▶ [Given instruction]: Exactly the lines from the one containing "Indicate the clergyman's" through the final line of the listing are to be retyped, and nothing more.

[Named object pointing entries]
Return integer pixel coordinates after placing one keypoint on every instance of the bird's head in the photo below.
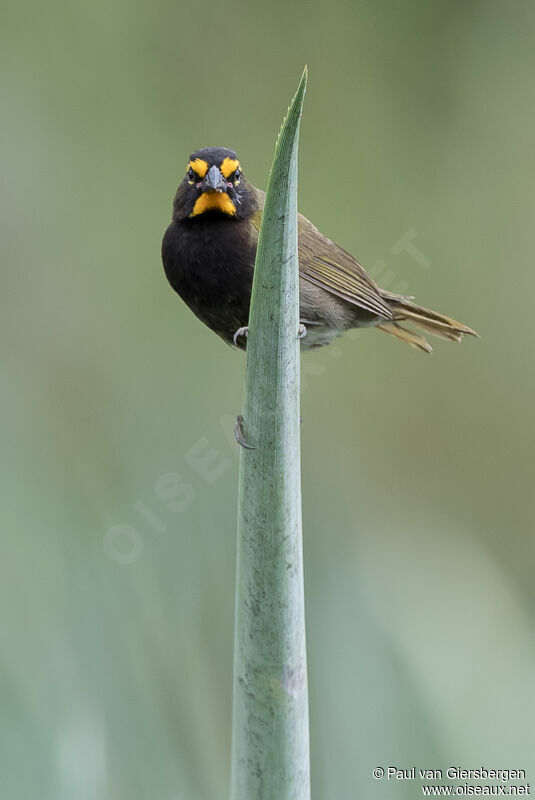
(214, 186)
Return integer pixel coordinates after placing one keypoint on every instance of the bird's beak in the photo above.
(214, 181)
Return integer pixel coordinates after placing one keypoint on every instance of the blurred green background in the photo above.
(119, 472)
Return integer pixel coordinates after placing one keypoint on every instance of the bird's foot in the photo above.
(239, 434)
(240, 332)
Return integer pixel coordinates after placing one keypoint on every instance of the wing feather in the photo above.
(329, 266)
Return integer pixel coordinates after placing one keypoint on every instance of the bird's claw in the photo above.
(240, 332)
(239, 434)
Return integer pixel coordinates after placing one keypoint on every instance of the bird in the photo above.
(208, 254)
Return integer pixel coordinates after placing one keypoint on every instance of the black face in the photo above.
(214, 186)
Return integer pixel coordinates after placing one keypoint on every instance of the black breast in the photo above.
(209, 262)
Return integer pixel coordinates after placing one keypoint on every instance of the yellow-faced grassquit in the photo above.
(209, 249)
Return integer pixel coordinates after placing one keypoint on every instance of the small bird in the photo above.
(208, 253)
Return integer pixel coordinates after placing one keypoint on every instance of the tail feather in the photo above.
(430, 321)
(407, 336)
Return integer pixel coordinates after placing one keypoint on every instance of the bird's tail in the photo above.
(424, 318)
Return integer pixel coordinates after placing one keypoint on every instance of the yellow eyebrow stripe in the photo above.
(199, 166)
(214, 201)
(228, 166)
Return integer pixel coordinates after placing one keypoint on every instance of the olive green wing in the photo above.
(332, 268)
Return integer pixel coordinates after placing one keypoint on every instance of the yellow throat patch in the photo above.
(214, 201)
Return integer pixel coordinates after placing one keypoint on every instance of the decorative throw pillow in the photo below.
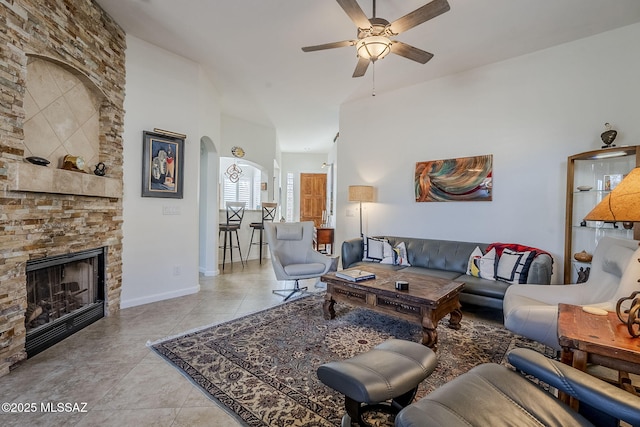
(487, 265)
(401, 255)
(473, 267)
(513, 267)
(373, 249)
(388, 254)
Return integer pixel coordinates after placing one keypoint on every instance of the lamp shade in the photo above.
(622, 204)
(373, 47)
(360, 193)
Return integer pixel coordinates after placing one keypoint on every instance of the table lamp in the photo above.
(623, 204)
(360, 193)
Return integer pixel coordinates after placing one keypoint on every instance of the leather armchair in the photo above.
(292, 254)
(532, 311)
(494, 395)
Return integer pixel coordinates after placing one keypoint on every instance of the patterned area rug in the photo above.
(262, 367)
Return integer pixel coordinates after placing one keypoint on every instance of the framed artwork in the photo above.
(460, 179)
(162, 165)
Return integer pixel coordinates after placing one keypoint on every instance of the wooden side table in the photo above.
(598, 339)
(323, 237)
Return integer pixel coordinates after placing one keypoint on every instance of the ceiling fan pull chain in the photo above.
(373, 92)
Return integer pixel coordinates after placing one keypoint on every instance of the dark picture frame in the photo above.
(162, 165)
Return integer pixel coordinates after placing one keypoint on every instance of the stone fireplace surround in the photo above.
(46, 211)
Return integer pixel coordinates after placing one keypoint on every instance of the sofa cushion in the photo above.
(374, 249)
(483, 287)
(442, 274)
(437, 254)
(473, 268)
(513, 267)
(487, 265)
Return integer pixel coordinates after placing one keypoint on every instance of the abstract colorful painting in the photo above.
(461, 179)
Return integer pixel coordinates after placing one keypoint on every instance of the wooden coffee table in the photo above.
(428, 299)
(601, 340)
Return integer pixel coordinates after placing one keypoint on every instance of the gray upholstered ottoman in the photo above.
(383, 378)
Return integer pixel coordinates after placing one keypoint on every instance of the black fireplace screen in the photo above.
(63, 290)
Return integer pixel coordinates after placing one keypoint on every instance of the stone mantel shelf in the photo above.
(45, 179)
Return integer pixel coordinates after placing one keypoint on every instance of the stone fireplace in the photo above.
(62, 93)
(65, 293)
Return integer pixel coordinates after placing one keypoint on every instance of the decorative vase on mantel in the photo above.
(608, 136)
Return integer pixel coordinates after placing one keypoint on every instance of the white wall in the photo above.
(530, 112)
(258, 142)
(160, 252)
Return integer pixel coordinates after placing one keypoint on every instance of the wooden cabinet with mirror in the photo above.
(590, 177)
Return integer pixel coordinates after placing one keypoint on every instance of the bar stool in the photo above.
(235, 213)
(268, 214)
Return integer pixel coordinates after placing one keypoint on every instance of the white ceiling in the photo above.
(252, 49)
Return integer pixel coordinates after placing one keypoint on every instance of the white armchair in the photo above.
(532, 310)
(292, 254)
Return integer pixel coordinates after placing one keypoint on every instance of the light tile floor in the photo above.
(108, 366)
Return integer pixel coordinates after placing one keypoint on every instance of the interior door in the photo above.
(313, 196)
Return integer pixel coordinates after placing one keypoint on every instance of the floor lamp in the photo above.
(360, 193)
(623, 204)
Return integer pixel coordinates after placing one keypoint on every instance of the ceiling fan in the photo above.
(374, 35)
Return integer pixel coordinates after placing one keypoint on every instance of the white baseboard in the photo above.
(209, 273)
(159, 297)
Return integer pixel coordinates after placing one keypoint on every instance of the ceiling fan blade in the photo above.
(353, 9)
(329, 45)
(410, 52)
(361, 67)
(420, 15)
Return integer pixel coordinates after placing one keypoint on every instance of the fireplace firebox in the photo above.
(65, 293)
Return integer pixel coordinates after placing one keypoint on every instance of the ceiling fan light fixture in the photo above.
(373, 47)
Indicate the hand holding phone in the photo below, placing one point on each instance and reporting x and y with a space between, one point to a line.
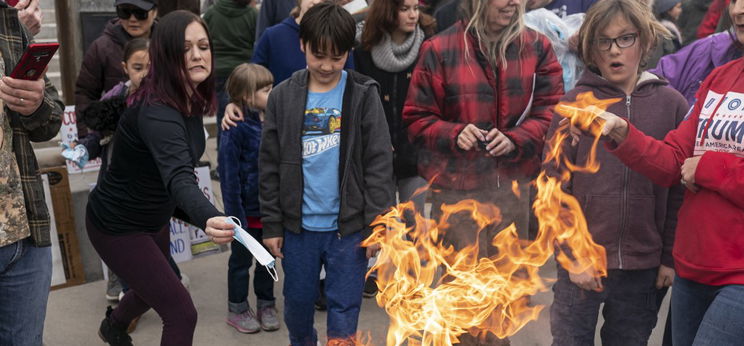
34 61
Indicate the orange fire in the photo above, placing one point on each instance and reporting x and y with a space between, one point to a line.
433 294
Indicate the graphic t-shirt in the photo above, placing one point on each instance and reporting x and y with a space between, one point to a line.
321 140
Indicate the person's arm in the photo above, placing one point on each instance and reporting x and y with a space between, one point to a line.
529 136
37 103
422 111
268 172
674 202
229 164
722 173
265 14
261 51
164 133
377 159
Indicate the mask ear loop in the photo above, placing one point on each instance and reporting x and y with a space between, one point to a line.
270 267
235 220
272 271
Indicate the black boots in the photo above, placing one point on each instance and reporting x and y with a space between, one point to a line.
113 333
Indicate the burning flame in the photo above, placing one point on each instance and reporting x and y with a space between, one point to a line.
433 294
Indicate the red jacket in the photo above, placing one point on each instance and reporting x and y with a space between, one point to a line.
709 244
450 89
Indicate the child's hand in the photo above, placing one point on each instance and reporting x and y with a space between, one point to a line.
218 230
275 246
232 115
665 277
470 136
587 280
498 143
372 250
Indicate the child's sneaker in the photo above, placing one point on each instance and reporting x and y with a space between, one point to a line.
370 287
245 322
112 333
268 318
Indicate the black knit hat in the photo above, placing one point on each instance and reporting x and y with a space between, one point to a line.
143 4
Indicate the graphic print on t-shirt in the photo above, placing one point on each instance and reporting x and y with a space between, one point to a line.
725 128
320 130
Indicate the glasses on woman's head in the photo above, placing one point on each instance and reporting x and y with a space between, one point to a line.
623 41
126 12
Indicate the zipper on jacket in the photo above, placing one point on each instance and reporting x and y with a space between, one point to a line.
624 199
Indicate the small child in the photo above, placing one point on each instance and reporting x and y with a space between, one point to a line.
248 86
628 214
326 171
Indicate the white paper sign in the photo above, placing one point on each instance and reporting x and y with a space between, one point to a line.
68 132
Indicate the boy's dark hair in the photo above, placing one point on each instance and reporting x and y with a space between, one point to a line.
328 27
135 45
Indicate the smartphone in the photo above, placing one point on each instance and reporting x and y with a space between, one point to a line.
34 61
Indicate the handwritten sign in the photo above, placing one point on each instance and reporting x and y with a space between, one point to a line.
68 132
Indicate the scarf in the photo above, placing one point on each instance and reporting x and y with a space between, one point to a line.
391 57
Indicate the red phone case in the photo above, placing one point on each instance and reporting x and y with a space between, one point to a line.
34 61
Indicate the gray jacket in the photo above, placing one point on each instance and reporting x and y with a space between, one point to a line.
366 159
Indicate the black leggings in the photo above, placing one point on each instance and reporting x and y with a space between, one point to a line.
141 259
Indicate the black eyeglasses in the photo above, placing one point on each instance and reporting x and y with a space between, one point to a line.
125 13
623 41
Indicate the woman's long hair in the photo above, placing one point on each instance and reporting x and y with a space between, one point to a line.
382 18
476 14
168 81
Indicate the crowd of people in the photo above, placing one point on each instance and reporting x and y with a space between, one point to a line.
328 118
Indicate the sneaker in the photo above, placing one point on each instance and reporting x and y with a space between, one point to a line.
133 325
370 287
113 333
113 287
245 322
268 318
320 303
341 342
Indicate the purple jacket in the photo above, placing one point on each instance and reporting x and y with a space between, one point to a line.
687 68
633 218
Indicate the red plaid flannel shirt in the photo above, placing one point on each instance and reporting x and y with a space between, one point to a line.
447 93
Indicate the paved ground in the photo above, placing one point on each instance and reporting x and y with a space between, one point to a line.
74 314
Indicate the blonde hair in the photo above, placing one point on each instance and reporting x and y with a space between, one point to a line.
477 13
602 13
245 80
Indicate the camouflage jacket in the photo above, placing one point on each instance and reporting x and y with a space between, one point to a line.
40 126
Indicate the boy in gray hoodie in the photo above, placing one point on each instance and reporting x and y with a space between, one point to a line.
325 172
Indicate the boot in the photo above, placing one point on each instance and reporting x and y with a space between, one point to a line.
113 333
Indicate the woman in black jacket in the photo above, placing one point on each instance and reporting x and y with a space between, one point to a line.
391 38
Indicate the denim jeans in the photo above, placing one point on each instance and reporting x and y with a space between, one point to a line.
707 315
25 277
345 264
630 310
238 275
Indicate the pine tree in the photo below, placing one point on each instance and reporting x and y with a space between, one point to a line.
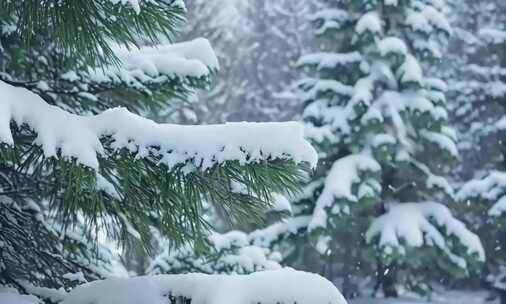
258 44
77 160
478 92
229 253
380 123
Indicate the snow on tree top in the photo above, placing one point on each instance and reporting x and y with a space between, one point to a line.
330 60
339 183
490 188
79 137
285 286
493 35
194 58
369 22
136 4
423 224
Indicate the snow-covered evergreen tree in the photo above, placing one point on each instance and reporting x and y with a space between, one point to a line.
258 43
77 160
380 122
477 77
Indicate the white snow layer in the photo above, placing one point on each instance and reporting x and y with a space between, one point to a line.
11 296
491 188
78 137
339 183
423 224
195 58
266 287
136 4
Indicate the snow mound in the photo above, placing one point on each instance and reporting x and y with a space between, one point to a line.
423 224
267 287
194 58
79 137
11 296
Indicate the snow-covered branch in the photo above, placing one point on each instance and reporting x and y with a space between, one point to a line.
79 137
423 224
266 287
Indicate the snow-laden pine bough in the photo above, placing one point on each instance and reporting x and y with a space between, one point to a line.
285 286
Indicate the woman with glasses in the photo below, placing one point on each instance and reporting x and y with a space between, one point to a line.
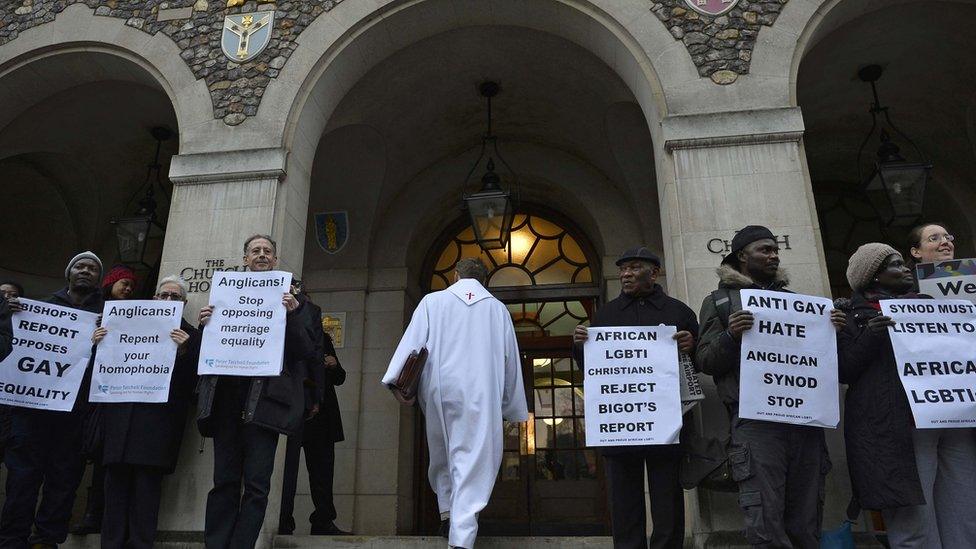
931 243
142 441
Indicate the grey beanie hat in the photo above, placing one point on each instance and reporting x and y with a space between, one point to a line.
79 257
864 264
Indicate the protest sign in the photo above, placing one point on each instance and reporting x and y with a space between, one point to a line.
691 391
788 360
246 333
631 388
953 279
935 348
134 362
51 349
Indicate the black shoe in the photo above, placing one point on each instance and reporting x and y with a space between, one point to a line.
86 528
329 529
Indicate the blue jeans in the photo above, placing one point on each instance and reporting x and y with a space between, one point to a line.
44 449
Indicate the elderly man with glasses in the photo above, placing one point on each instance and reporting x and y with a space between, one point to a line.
142 441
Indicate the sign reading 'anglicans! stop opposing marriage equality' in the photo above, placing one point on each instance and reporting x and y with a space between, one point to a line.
52 346
788 360
935 351
246 332
630 387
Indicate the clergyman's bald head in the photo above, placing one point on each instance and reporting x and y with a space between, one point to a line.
472 267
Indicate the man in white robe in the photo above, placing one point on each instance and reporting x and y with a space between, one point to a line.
472 379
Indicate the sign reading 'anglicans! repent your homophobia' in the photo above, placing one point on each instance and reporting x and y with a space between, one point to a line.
935 351
246 332
134 363
788 360
631 388
52 346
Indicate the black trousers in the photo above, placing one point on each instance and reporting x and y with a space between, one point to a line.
44 449
780 469
132 494
320 463
243 463
625 473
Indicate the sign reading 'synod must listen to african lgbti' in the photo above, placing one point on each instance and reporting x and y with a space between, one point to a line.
935 352
246 332
52 347
788 360
134 362
631 390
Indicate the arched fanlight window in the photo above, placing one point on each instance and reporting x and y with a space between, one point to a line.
539 253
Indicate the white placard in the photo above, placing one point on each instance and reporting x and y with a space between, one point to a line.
952 279
935 353
788 360
52 346
631 388
134 363
246 333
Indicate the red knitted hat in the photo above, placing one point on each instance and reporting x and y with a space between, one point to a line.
117 273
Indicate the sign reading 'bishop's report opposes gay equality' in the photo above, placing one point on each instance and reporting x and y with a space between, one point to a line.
52 345
788 360
246 332
631 389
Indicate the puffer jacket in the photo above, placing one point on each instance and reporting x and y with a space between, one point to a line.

▶ [Full response]:
Indicate the clergyman's bald head in the photo above, placing one point on each instance and reporting x and y with a space between, one point to a line.
472 267
Indicate the man in white robe in the photo above, placing one point on each instance and reporting x and y with a space between, one point to a line.
472 379
Indicate the sign reading 'anglicans! repent your homophobia' in the photo above, placing one point on each instance and reporting x and y with a space between, one point to a line.
935 351
246 332
134 363
788 360
631 388
52 346
Indicate the black trousers in the photo above, placing one point on each instance and reporting x and y with a space between, one point to a line.
44 449
780 469
132 494
320 463
243 463
625 473
Indicate the sign reading 'synod must listen to african lgbti' in the photo above, placing one point on each instance and reporting x and y with a space between, one point to a line.
935 352
246 332
52 347
788 360
134 362
631 390
Indicate the arched fanlight window in the photo above, placing one point on each instance and reporting x and y with a space between, one point to a line.
539 253
Indicate the white placard in the photo above, placing one point on each instance and reporting x and y with a space between, one point to a line.
952 279
935 353
788 360
52 346
631 388
134 363
246 333
Indicate the red knitted hat in the photo above, placing one point on each instance and reporting x and y with a space between, one point to a line.
117 273
Indicate the sign reading 'bishop's report opposes gay equality' in the photo above, placing one point on each instance and reporting x and y with a space between, one point to a line.
52 345
788 360
246 332
631 389
Indicate the puffer jacket in the photo above, placing one point on each instance and reporting x and y with a space between, one point to a line.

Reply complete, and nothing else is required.